== Texte présenté

Pour sa part, Alexandre Sossou, directeur général du Cnhu de Cotonou, a regretté la crise chez les dialysés. Pour lui, la prise en charge de la dialyse décidée par les gouvernants coûte chère à la trésorerie de son hôpital. Selon ses révélations, l’État béninois a contracté des dettes qu’il n’a pas encore soldées envers le Cnhu qui a besoin d’argent pour faire face à la dialyse. « Au titre du premier semestre de l’année 2019, il y a près de 600 millions à payer par le ministère de la Santé au Cnhu pour le compte de la dialyse. C’est seulement 300 millions que nous avons reçu. Le second de l’année 2019, rien. Cette année, on nous doit plus d’un milliard pour le compte de la dialyse….. », a fait observer Alexandre Sossou. Pour les autorités, le Cnhu a assez de problèmes d’argent pour continuer la gratuité de la dialyse.

====
== Données fournies

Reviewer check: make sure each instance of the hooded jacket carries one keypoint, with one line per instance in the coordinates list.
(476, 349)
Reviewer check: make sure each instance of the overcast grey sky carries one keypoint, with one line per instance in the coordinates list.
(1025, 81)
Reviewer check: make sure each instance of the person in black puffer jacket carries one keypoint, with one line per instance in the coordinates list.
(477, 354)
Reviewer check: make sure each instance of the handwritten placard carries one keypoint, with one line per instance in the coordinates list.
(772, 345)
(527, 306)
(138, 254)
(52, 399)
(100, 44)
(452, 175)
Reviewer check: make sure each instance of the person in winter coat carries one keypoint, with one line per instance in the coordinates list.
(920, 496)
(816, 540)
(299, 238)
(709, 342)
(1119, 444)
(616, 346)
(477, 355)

====

• _À produire_: Pouvez-vous recopier à l'identique le passage du texte sur la dialyse au Cnhu, de "Pour sa part, Alexandre" à "gratuité de la dialyse." ?

• _Réponse rédigée_:
Pour sa part, Alexandre Sossou, directeur général du Cnhu de Cotonou, a regretté la crise chez les dialysés. Pour lui, la prise en charge de la dialyse décidée par les gouvernants coûte chère à la trésorerie de son hôpital. Selon ses révélations, l’État béninois a contracté des dettes qu’il n’a pas encore soldées envers le Cnhu qui a besoin d’argent pour faire face à la dialyse. « Au titre du premier semestre de l’année 2019, il y a près de 600 millions à payer par le ministère de la Santé au Cnhu pour le compte de la dialyse. C’est seulement 300 millions que nous avons reçu. Le second de l’année 2019, rien. Cette année, on nous doit plus d’un milliard pour le compte de la dialyse….. », a fait observer Alexandre Sossou. Pour les autorités, le Cnhu a assez de problèmes d’argent pour continuer la gratuité de la dialyse.